> **Prompt**: Start to finish, repeat the records exactly.

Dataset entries
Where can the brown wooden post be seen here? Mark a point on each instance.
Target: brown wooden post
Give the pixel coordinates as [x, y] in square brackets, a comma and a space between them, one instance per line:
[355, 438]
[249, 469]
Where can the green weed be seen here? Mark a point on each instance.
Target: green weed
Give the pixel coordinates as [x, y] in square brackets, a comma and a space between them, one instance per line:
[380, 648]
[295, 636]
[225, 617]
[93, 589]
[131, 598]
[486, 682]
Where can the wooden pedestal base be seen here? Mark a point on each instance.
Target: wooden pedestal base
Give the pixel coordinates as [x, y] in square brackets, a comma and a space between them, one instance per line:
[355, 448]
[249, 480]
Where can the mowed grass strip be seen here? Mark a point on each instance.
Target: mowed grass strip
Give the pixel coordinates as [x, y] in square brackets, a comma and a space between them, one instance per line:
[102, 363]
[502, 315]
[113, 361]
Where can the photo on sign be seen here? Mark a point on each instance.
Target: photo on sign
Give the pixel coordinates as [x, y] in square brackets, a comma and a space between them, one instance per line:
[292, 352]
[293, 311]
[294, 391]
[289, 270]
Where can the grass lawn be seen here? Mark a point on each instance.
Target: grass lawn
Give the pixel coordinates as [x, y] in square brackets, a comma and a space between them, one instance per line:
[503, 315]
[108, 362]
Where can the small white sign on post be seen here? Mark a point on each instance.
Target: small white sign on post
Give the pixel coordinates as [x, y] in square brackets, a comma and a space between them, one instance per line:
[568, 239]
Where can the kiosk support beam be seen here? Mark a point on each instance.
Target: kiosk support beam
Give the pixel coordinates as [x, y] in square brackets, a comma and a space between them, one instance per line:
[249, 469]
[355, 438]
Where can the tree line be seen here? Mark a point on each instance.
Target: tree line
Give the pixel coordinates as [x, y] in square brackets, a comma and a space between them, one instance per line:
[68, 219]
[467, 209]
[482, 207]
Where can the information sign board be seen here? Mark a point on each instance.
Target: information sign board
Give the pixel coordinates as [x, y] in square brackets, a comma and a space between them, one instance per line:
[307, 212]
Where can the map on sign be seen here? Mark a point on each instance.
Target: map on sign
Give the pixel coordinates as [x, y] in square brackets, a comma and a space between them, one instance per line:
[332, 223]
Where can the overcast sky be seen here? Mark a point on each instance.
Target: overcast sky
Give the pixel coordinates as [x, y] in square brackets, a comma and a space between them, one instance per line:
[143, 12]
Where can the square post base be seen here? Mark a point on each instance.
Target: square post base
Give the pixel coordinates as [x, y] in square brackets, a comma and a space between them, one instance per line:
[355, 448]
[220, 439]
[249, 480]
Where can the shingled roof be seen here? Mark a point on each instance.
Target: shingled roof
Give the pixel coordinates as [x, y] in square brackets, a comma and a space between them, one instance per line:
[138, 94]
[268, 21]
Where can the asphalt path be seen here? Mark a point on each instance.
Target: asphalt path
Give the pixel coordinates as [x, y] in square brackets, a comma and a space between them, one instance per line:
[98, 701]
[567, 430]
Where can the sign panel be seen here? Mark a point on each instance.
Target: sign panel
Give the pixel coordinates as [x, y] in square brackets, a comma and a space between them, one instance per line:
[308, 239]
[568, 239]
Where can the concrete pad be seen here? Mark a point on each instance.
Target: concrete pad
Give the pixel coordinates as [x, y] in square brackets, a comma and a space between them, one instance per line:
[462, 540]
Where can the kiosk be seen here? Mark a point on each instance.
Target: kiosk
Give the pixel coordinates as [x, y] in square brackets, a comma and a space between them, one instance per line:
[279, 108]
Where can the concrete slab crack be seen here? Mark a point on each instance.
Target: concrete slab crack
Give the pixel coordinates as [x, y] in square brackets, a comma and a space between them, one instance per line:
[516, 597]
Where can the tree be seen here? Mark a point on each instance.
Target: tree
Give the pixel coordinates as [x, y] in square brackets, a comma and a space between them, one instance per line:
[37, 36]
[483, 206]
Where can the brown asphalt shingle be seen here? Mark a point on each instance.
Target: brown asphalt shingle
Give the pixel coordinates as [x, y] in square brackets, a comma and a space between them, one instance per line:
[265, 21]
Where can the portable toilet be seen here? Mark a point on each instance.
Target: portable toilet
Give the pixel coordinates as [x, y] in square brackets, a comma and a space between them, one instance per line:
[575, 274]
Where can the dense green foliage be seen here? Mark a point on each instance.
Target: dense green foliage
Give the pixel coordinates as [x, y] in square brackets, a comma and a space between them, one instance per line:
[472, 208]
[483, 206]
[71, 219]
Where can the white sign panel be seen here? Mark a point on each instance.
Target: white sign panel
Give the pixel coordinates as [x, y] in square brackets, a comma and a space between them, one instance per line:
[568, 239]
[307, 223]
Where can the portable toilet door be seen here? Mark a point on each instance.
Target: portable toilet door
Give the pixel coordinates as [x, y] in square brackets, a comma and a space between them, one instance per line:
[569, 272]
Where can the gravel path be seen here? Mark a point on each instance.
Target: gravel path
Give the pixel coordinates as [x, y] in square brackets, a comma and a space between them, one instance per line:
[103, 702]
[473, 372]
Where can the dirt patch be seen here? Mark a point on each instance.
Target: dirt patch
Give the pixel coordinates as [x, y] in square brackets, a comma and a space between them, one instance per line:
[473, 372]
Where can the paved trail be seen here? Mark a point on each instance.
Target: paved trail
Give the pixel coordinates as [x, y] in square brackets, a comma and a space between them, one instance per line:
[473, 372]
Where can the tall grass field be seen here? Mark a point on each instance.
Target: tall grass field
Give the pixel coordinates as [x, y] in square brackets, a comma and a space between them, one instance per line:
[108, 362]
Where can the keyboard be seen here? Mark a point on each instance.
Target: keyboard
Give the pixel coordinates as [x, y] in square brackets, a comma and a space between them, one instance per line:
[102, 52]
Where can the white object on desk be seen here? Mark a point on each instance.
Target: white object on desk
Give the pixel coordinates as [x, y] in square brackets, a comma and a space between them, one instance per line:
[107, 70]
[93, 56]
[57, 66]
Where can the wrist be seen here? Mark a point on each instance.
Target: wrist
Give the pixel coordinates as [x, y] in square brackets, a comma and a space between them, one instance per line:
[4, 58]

> **Answer for the task**:
Where can the brown wooden post be seen here? Mark a point on each instance.
Target: brown wooden post
Give the pixel coordinates as [x, y] in square brackets, a comma and a space between them, one instance per line:
[355, 438]
[249, 469]
Where can the green weed be seen here? Mark a point on each instance.
Target: green weed
Give the pixel coordinates as [x, y] in square brackets, a comma and a space between them, one instance per line:
[380, 648]
[295, 636]
[225, 617]
[93, 589]
[131, 598]
[486, 682]
Where can the wooden pedestal base be seen here? Mark a point on each instance.
Target: wooden pedestal base
Give the pixel coordinates as [x, y] in square brackets, a comma and a space between them, one instance per line:
[355, 448]
[249, 480]
Where can the mowed grass strip be seen here? Mark a point on each instance.
Target: mowed grass strip
Give the pixel coordinates as [x, y] in square brackets, a comma and a space between them, one instance per line:
[102, 363]
[502, 315]
[113, 361]
Where can the photo on sign be seen here? Mark a point on each instance.
Target: photo on sign
Give the pixel coordinates as [x, y] in square brackets, a comma and a space between them, one instance per line:
[292, 352]
[293, 311]
[294, 391]
[289, 270]
Where can the grass lawn be seen here? Mark a point on each instance.
Target: grass lawn
Give the pixel coordinates as [x, y] in square brackets, a comma and a space between them, one instance per line:
[503, 315]
[108, 362]
Where can the small white sign on post be seen here? Mark a point on each instance.
Target: small white sign on post
Give the pixel coordinates as [x, y] in square brackets, a comma and a space between them, one instance per line:
[568, 239]
Where can the kiosk support beam be seen here? Mark a point on each instance.
Target: kiosk support beam
Give the pixel coordinates as [x, y] in square brackets, a comma and a space between them, one instance per line:
[249, 469]
[355, 438]
Where can the tree line be seen here? Mark a point on each instance.
Target: tree line
Give the pixel coordinates as [x, y] in square brackets, a comma and a space between them, one instance per line:
[68, 219]
[467, 209]
[482, 207]
Where can the information sign board be seen here? Mark a point on each instance.
Target: information sign board
Give the pixel coordinates as [x, y] in square brackets, a comma and a space between them, one instance per line:
[307, 212]
Where can the map on sign be seen here? Mark a point on each instance.
Target: map on sign
Give the pixel coordinates as [x, y] in square brackets, a comma and a space between them, one instance per line:
[332, 223]
Where can the overcast sky be seen here? Mark a point on each instance.
Target: overcast sky
Give the pixel coordinates as [x, y] in square brackets, a comma and a space between them, one instance per line:
[143, 12]
Where can the square post base be seen here? Mark a point on each instance.
Target: square post base
Give the pixel coordinates as [x, y] in square brackets, a comma and a space between them, one instance per line:
[355, 448]
[220, 439]
[249, 480]
Where can the shingled roof be seen here? Mark a point on each instance.
Target: shingled roof
Give the pixel coordinates as [x, y] in square brackets, a comma and a space between them, one instance per line:
[138, 94]
[268, 21]
Where can the asphalt path be seen here? Mark a point on each instance.
Target: asphalt path
Give the pixel coordinates as [x, y] in square brackets, a comma and a space between them, one instance per line:
[98, 701]
[567, 430]
Where can the sign panel be seen here? Mark a point on each instance.
Target: sign panel
Give the pixel coordinates as [x, y] in square brackets, a comma and a space between them, one instance per line:
[308, 239]
[568, 239]
Where can the concrete pad be seen here? Mark a point on each instance.
Target: concrete pad
Give the pixel coordinates as [x, y] in square brackets, a comma and a space between them, one instance per line:
[462, 540]
Where can the kiosk be seen here? Mark a point on each instance.
Target: kiosk
Give the pixel coordinates as [x, y] in square brackets, a comma and a space between them, one instance per line:
[279, 108]
Where can the concrete slab crack be seen here? Mark a point on each instance.
Target: concrete slab crack
Give the pixel coordinates as [x, y] in square brackets, a comma and a space between them, one instance per line:
[516, 597]
Where can the tree be seen here? Mark a point on each instance.
Target: tree
Give the pixel coordinates as [x, y] in square brackets, a comma and a space between them, one instance per line:
[37, 36]
[483, 206]
Where can the brown asphalt shingle be seen here? Mark a point on each instance.
Target: brown asphalt shingle
Give the pixel coordinates as [x, y] in square brackets, a comma and a space between them, one instance per line:
[265, 21]
Where can the portable toilet be seen here? Mark a point on each instance.
Target: portable toilet
Give the pixel coordinates as [x, y] in square brackets, a comma and a space between them, one instance per line:
[575, 274]
Where can the dense green foliage be seen here? Mark a point on each instance.
Target: dense green foliage
Give the pixel coordinates as [x, y] in square brackets, a comma and a space between them, one instance per line:
[472, 208]
[483, 206]
[71, 219]
Where can the white sign panel be seen here? Mark a point on each instance.
Target: white sign panel
Give the pixel coordinates as [x, y] in square brackets, a comma and a space between them, one instance per line:
[568, 239]
[307, 223]
Where can the portable toilet door be seen here? Mark a point on each instance.
Target: portable toilet door
Give the pixel coordinates as [x, y] in square brackets, a comma and a space between them, one instance per line:
[569, 272]
Where can the gravel path be seen here? Mark a point on each instance.
Target: gravel path
Give the pixel coordinates as [x, y] in square brackets, a comma and a space between them, one instance per line:
[103, 702]
[473, 372]
Where can the dirt patch be seen here? Mark a point on each instance.
Target: dirt patch
Give the pixel coordinates as [x, y] in square brackets, a comma and a space between them, one instance per line:
[473, 372]
Where can the paved trail be seen here? Mark a point on each instance.
Target: paved trail
Give the pixel coordinates as [x, y] in square brackets, a comma and a space between them, one instance per line:
[473, 372]
Where can the tall grass field be seen here? Mark a point on each instance.
Target: tall grass field
Give the pixel coordinates as [x, y] in square brackets, a comma and a space between them, one instance per line:
[108, 362]
Where can the keyboard be seen here? Mark a point on each instance.
Target: keyboard
Give the pixel coordinates as [x, y] in square brackets, a comma and a space between them, one instance per line:
[102, 52]
Where can the white object on desk be seen here? Mark a point on each instance.
Target: white object on desk
Give the pixel coordinates as [x, y] in square brackets, a comma and a space between them, one instance per line:
[107, 70]
[93, 56]
[57, 66]
Where can the wrist be seen here? Mark a point on each instance.
Target: wrist
Give the pixel coordinates as [x, y] in square brackets, a comma and a space between them, one instance per line:
[4, 58]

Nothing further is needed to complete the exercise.